Exercise>
Copy out the entries exactly, from the first line to the last.

** Start of Data supplied **

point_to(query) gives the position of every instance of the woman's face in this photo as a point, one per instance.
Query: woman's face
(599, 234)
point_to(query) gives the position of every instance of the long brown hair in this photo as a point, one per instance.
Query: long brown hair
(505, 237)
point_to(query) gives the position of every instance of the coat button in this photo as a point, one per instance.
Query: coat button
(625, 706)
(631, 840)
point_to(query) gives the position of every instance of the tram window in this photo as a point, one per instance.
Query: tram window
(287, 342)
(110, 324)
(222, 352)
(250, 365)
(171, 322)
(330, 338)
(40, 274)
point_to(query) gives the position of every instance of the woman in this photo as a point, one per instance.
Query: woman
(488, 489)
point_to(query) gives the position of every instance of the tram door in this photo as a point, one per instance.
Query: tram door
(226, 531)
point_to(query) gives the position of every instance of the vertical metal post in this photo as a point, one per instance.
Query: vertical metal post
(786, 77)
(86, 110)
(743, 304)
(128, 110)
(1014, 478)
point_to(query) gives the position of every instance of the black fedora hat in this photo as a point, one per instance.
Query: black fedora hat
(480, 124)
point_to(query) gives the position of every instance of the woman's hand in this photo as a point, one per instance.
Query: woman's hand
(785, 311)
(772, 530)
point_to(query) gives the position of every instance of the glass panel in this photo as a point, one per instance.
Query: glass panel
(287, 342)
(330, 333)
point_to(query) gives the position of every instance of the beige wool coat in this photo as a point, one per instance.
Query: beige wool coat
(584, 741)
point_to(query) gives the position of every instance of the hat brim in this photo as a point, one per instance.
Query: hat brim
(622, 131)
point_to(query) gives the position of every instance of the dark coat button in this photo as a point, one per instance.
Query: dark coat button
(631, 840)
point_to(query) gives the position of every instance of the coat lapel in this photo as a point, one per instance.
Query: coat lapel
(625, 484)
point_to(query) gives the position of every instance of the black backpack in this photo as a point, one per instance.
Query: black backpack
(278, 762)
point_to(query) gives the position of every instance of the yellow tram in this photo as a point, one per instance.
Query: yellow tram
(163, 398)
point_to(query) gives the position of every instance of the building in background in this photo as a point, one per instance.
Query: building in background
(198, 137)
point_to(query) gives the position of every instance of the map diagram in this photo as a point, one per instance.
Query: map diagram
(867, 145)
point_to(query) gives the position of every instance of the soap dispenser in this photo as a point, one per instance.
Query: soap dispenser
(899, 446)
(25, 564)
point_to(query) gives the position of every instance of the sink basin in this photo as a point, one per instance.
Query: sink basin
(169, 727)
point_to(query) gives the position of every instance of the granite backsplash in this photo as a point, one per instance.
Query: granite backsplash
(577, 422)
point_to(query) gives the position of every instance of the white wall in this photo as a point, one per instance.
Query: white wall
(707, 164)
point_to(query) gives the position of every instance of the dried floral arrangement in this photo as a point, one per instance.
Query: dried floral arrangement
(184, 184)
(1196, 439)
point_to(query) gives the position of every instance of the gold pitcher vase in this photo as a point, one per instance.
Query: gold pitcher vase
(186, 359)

** End of Data supplied **

Task output>
point_to(query) gives the position of every instance of the woman's face in this photo as a point, one per instance.
Query: woman's face
(599, 234)
point_to(query) gives the position of every instance of the long brown hair in this photo as a point, one per instance.
Query: long brown hair
(505, 237)
point_to(query) gives the position of every instance of the coat button in this photo as a point, one per instance.
Query: coat button
(625, 706)
(631, 840)
point_to(query) gives the position of every instance of the tram window in this photo as a point, one per instance.
Query: tram window
(287, 342)
(110, 324)
(222, 352)
(250, 365)
(171, 322)
(330, 338)
(40, 274)
point_to(query) gives the position of every instance of the woman in this photo as a point, one per instance.
Query: woman
(488, 489)
point_to(query) gives the position of every instance of the tram door in this photo as a point, one per instance.
Query: tram door
(226, 531)
point_to(query) gives the position of every instance of the vertical metal post in this photo as a point, one per instance.
Query: vertical metal post
(786, 77)
(86, 110)
(743, 304)
(128, 110)
(1014, 478)
point_to(query) gives the position of every instance of the black fedora hat in this photo as a point, one per instance.
Query: black fedora hat
(480, 124)
point_to(query) gives the position of every instance of the woman's hand in this photo as a point, one per instance.
Query: woman's hand
(785, 311)
(772, 530)
point_to(query) gives the position of every instance of the glass panel in this photo as a point, one per instance.
Query: glass panel
(287, 342)
(330, 333)
point_to(query) gives the position of every instance of the beige wool coat in this photo as a point, one per instance.
Query: beige wool coat
(584, 741)
point_to(query) gives the position of every instance of the hat brim in this photo as a point, one per instance.
Query: hat brim
(622, 131)
point_to(query) gives the position of every instance of the dark coat button in this photo as a point, one per instance.
Query: dark coat button
(631, 840)
point_to(query) gives the position of every instance of the coat lapel in this photo as a point, one per instance.
Query: coat lapel
(625, 484)
point_to(query) gives the position of every instance of the black backpack in this photo as a point, one per instance.
Query: black backpack
(278, 762)
point_to(query) gives the position of every instance of the yellow tram in this photo as a point, one per instance.
Query: yellow tram
(163, 398)
point_to(query) gives the position of every instance of the building in background in this photo as a point, one per instance.
Query: building in background
(198, 137)
point_to(query) gives the position of every instance of the map diagram in this photo as a point, one per instance.
Query: map diagram
(867, 145)
point_to(query) gives the position of every instance of the soap dispenser in this photo as a point, one per instance.
Query: soap dispenser
(899, 446)
(25, 564)
point_to(query) gives the position of every instance of the sink basin in this photo as a point, one per instance.
Query: sink basin
(169, 727)
point_to(query) gives the position of every instance of the granite backsplash in this photo as a point, one per instance.
Query: granite backsplash
(577, 422)
point_to(query) gives the position of every instance of the white wall in this photo as a point, one per instance.
Query: white wall
(707, 164)
point_to(query) gives the position of every instance of the dried floral arrangement in this photo as a point, one per instance.
Query: dried floral arrangement
(184, 184)
(1196, 439)
point_to(query) gives the position of every instance of the gold pitcher vase in this photo as a point, one per instance.
Query: gold pitcher vase
(186, 359)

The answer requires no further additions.